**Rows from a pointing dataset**
□ □ □

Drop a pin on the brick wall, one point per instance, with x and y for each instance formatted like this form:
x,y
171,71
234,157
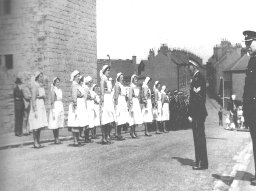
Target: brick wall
x,y
54,37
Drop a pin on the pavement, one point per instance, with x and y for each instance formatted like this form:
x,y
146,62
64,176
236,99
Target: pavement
x,y
230,154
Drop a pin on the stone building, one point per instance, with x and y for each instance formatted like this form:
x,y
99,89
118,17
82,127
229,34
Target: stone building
x,y
235,76
54,37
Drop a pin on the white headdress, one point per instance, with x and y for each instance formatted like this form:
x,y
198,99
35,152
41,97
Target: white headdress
x,y
156,83
93,86
147,79
73,74
102,71
118,75
87,79
163,89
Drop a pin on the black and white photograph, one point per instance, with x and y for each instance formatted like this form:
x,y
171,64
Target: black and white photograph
x,y
127,95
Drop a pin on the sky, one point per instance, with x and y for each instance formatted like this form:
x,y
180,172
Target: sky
x,y
132,27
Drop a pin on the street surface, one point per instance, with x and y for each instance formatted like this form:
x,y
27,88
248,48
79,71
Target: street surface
x,y
160,162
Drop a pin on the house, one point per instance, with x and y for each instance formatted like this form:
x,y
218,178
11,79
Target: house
x,y
234,76
169,66
224,56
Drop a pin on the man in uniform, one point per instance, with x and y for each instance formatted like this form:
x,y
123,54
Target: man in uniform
x,y
197,114
249,96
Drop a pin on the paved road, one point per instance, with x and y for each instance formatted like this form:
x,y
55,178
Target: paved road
x,y
160,162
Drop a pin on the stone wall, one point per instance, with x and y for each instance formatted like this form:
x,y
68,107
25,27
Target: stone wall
x,y
54,37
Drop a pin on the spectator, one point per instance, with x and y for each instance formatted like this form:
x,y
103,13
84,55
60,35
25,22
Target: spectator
x,y
220,113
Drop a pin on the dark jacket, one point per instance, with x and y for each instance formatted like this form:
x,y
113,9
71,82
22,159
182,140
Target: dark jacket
x,y
197,99
249,96
18,98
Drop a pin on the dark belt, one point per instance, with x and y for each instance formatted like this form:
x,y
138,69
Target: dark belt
x,y
250,99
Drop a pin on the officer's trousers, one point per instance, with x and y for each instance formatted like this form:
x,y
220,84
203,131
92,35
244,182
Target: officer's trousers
x,y
252,126
199,142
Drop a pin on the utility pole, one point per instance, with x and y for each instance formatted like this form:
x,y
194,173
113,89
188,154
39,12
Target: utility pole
x,y
223,96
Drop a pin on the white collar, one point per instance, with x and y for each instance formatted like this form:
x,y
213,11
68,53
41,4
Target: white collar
x,y
195,73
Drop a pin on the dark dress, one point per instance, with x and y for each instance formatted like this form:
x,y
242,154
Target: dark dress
x,y
197,110
19,110
249,99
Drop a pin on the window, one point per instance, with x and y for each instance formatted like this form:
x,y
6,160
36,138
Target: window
x,y
9,61
7,7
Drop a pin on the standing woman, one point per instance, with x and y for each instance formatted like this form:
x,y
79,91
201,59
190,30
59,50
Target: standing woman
x,y
27,99
122,114
136,117
56,116
147,106
76,106
108,111
37,115
165,104
90,108
95,91
158,105
18,107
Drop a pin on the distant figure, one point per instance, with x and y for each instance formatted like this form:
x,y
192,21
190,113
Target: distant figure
x,y
18,107
232,108
37,115
27,99
220,113
56,114
240,118
249,97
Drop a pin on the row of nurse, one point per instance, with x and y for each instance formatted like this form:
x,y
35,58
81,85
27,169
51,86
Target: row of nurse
x,y
115,108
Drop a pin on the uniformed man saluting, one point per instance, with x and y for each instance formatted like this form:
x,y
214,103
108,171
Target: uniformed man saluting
x,y
249,96
197,114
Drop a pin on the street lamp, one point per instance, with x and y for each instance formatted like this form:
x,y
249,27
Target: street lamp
x,y
223,96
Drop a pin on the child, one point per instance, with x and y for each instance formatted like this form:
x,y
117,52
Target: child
x,y
220,113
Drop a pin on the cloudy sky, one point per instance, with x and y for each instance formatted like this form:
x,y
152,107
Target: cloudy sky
x,y
131,27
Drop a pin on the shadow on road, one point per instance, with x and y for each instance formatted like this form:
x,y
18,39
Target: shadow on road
x,y
216,138
184,161
225,179
240,175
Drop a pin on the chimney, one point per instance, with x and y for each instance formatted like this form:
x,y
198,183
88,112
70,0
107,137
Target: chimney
x,y
134,60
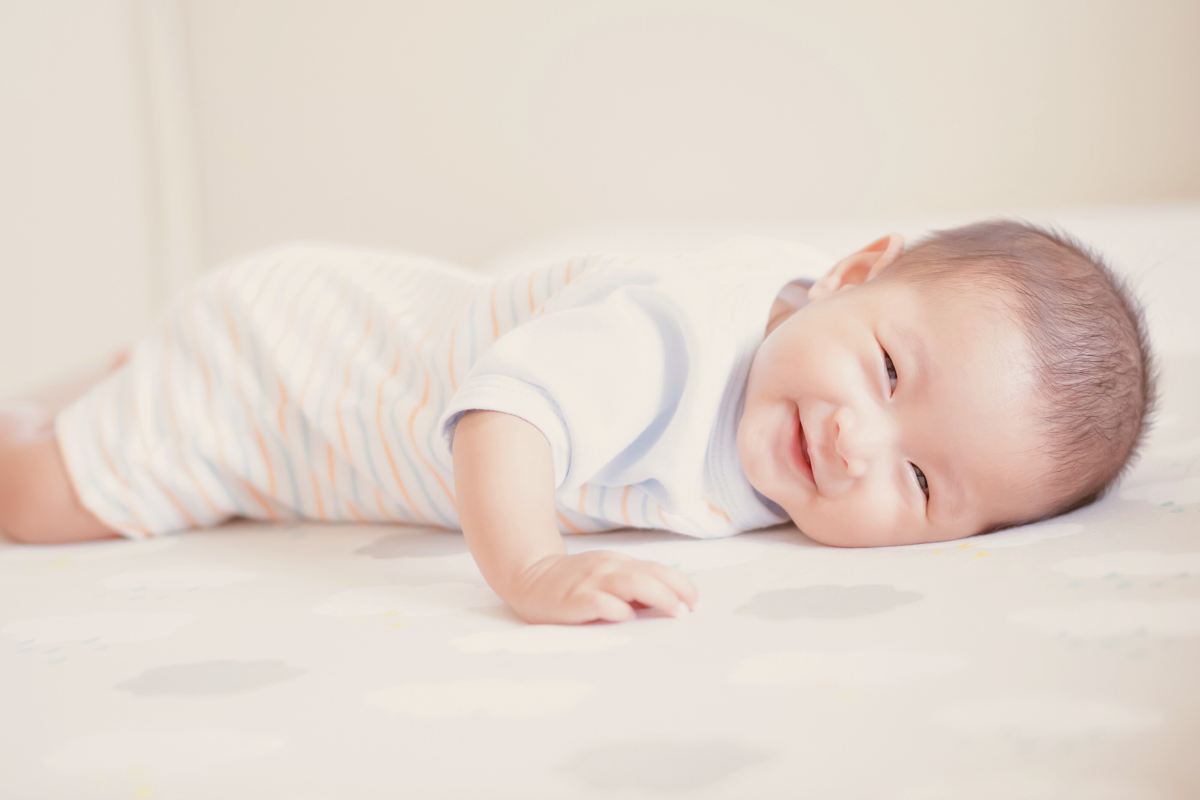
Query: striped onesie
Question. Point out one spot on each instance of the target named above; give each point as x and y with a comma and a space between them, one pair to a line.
312, 382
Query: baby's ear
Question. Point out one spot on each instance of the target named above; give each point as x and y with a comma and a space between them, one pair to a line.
859, 268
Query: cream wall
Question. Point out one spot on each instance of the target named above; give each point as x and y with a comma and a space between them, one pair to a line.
144, 139
76, 217
462, 126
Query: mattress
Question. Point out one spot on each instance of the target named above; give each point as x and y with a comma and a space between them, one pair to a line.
312, 662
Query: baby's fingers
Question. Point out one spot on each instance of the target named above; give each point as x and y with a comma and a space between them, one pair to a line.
646, 589
681, 583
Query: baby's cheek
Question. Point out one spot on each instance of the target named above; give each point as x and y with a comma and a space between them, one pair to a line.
853, 522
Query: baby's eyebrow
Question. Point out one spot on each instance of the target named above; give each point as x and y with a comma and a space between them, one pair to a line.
915, 344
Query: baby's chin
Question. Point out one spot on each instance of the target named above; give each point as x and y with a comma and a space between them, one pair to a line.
852, 539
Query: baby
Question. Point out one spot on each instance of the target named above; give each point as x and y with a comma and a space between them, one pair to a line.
989, 376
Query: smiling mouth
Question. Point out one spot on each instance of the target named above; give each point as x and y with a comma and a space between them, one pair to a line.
801, 450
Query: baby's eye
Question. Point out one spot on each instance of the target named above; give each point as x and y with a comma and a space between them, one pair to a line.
892, 370
921, 480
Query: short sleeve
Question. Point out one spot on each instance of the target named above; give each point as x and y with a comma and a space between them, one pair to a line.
599, 379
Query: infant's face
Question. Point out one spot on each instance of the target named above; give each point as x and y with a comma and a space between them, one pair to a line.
862, 401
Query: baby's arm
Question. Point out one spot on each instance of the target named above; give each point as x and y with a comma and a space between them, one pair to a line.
504, 481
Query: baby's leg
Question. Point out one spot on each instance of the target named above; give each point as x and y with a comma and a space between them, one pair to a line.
37, 501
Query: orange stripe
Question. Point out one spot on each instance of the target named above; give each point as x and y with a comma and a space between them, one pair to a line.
174, 501
454, 384
283, 403
208, 391
387, 447
321, 341
174, 425
333, 482
250, 415
316, 491
567, 522
412, 437
337, 410
425, 400
112, 468
279, 340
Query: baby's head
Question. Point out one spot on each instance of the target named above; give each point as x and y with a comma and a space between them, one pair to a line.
990, 376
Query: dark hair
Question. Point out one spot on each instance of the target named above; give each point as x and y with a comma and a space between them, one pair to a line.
1086, 331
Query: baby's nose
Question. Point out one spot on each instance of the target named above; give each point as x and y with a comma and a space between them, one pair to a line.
857, 439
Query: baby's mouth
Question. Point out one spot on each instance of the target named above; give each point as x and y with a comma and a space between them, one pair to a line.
804, 447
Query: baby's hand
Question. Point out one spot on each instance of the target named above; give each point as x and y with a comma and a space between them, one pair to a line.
599, 585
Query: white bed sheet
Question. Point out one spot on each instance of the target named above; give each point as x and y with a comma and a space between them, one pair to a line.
313, 662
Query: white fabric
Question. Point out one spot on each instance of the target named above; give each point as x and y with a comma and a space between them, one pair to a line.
307, 382
636, 376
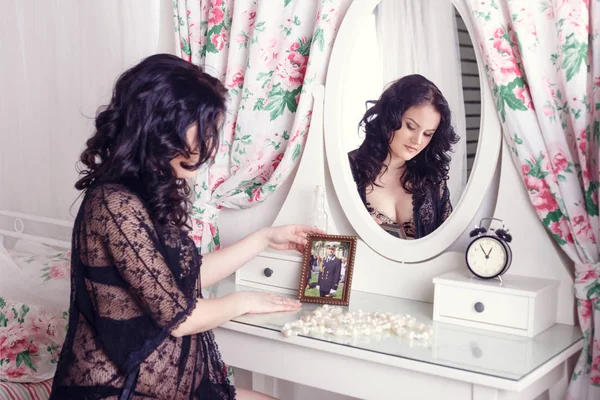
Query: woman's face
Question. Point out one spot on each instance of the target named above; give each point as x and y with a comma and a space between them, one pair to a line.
418, 126
192, 141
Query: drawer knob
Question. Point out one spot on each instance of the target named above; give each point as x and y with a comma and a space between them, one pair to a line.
479, 307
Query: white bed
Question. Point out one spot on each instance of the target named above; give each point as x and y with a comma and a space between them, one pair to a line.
34, 301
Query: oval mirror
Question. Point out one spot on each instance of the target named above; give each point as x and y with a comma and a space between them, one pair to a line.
389, 55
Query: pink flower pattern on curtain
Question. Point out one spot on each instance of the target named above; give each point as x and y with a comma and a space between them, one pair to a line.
543, 64
267, 54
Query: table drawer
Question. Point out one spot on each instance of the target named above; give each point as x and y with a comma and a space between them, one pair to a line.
481, 306
271, 270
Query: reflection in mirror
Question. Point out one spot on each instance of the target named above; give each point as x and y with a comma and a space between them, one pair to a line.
413, 114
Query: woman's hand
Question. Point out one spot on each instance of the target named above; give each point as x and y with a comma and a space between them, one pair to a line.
262, 303
289, 237
377, 220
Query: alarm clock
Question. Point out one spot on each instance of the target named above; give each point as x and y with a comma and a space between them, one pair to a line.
489, 255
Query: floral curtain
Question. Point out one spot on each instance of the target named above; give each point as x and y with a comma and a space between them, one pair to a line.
267, 54
543, 63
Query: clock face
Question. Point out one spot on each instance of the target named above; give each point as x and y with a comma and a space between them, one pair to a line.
486, 257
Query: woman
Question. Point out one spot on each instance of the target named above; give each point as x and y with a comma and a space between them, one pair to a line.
401, 168
138, 325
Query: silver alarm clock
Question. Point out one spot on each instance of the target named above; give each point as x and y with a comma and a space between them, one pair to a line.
489, 256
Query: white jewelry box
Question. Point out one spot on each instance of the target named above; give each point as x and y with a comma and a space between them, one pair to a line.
518, 305
271, 270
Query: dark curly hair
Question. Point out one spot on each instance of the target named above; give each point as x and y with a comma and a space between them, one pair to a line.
429, 167
144, 127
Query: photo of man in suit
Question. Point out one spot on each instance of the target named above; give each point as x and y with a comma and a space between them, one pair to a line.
329, 274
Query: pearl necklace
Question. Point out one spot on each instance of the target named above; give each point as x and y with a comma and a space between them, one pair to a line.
334, 321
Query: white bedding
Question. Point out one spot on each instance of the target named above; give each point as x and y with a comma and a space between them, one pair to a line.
34, 303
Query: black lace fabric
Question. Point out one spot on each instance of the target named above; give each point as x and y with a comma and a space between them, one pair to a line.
132, 284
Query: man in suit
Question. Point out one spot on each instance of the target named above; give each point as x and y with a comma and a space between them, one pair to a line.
329, 275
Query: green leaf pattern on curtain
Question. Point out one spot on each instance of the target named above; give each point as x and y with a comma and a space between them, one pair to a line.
542, 59
267, 54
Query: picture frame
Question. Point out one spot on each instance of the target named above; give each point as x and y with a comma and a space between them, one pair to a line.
327, 269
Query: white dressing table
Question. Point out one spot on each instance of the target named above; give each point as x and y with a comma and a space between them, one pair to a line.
462, 363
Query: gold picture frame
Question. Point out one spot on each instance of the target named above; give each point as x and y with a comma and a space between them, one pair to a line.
327, 269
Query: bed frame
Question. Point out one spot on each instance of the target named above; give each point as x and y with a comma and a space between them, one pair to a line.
48, 231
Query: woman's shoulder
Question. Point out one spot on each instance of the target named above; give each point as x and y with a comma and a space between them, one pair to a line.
113, 196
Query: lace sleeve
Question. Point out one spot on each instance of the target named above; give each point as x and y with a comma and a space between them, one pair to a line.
132, 242
446, 208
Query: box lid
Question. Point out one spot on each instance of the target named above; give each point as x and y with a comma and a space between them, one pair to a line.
511, 284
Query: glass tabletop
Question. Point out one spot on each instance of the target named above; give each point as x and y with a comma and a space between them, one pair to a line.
485, 352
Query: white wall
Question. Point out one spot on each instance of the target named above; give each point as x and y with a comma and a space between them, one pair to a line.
58, 63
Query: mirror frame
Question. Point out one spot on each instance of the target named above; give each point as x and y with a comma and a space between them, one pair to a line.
484, 166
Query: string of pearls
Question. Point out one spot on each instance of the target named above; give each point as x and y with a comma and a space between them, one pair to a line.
334, 321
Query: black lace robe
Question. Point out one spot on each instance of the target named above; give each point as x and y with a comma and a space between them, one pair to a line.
132, 283
429, 210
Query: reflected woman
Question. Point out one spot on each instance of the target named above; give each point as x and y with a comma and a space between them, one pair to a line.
401, 168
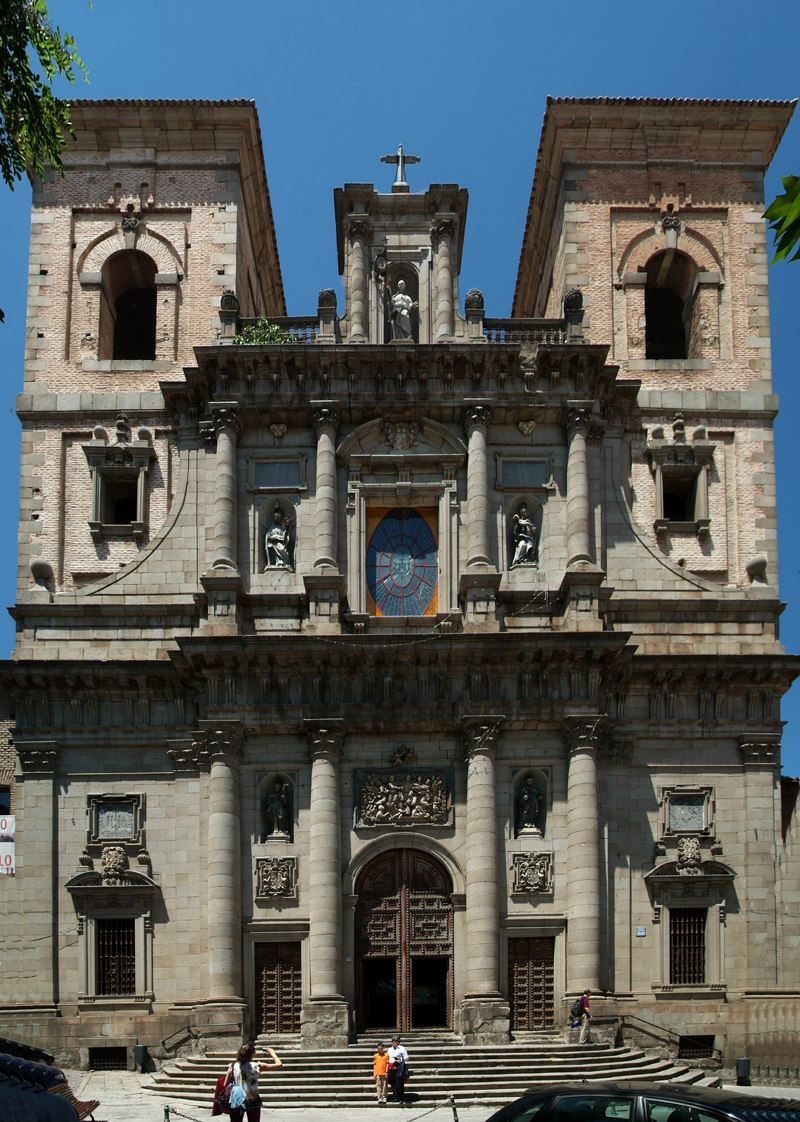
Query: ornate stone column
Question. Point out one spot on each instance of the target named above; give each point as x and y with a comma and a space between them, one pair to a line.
577, 488
221, 747
325, 426
476, 426
360, 235
582, 738
226, 425
325, 1018
484, 1012
442, 238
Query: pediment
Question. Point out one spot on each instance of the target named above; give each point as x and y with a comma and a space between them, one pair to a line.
391, 441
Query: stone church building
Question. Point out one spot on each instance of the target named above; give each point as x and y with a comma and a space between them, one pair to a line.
403, 668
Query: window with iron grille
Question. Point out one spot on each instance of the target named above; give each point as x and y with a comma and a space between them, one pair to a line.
687, 945
116, 956
108, 1059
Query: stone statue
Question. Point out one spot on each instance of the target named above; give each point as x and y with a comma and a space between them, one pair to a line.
524, 537
400, 316
277, 810
276, 542
527, 809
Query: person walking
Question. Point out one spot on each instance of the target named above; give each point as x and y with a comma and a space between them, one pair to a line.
398, 1070
379, 1068
244, 1072
585, 1018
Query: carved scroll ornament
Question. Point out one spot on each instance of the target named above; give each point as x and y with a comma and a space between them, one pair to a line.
403, 799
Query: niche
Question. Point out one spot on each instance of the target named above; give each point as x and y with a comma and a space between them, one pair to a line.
530, 802
128, 306
276, 797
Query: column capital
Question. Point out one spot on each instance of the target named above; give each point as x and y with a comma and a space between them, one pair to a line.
578, 419
357, 228
325, 419
584, 733
442, 228
476, 416
481, 734
763, 750
215, 739
325, 737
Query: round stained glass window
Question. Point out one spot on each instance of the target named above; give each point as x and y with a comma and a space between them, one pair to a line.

□ □ □

Starting at the line that contains "Query: pediment", repeat each line exactly through the last one in the listing. Include both of those lines and nothing more.

Query: pediment
Question. Point out one spot on each instance of the target named above; give each point as x and y with a comma and a space between them, one pair to a line.
391, 441
Query: stone church building
Question. Point out one spot on each instance of the target named above; give each point as x and y with a comma and a space between them, one pair to a line.
403, 668
Query: window with iron grille
Question. Point out one spot on each instance of the target named above; give each point as x and y with a comma and a space between them, one pair to a line.
687, 945
116, 956
108, 1059
Query: stone statue
Question. Point out one spot on each instance of the target named above; give each point as x and y with a comma and a space between them, one pair to a line.
524, 537
400, 316
277, 810
276, 542
527, 809
Query: person walking
Question. Point out one spot on each instance of the target named above; give each point as x and y with a comma and a space between them, one pair to a line.
398, 1070
379, 1068
244, 1072
585, 1018
Query: carved scroll ornament
Question. Point out one spot on each instance of the target named above; give each point as x and y with a comma and a space between them, one pair to a line.
403, 799
Query: niche
Question. Point out one spot on each instance of the target named above; give each point as x and y with a comma and a space between them, one pair to a line.
530, 802
128, 306
276, 797
Query: column capital
Question. Point out one spot on each instance of the target named above; give each point as x and y with a comma and a space between them, one pair to a line.
578, 419
357, 228
325, 419
584, 733
442, 228
476, 416
481, 734
763, 750
215, 739
325, 737
Query: round stained glass window
Question. Point out one spot on each instance of the target named above; give each point as x and y with a comma and a space between them, one pair to a line.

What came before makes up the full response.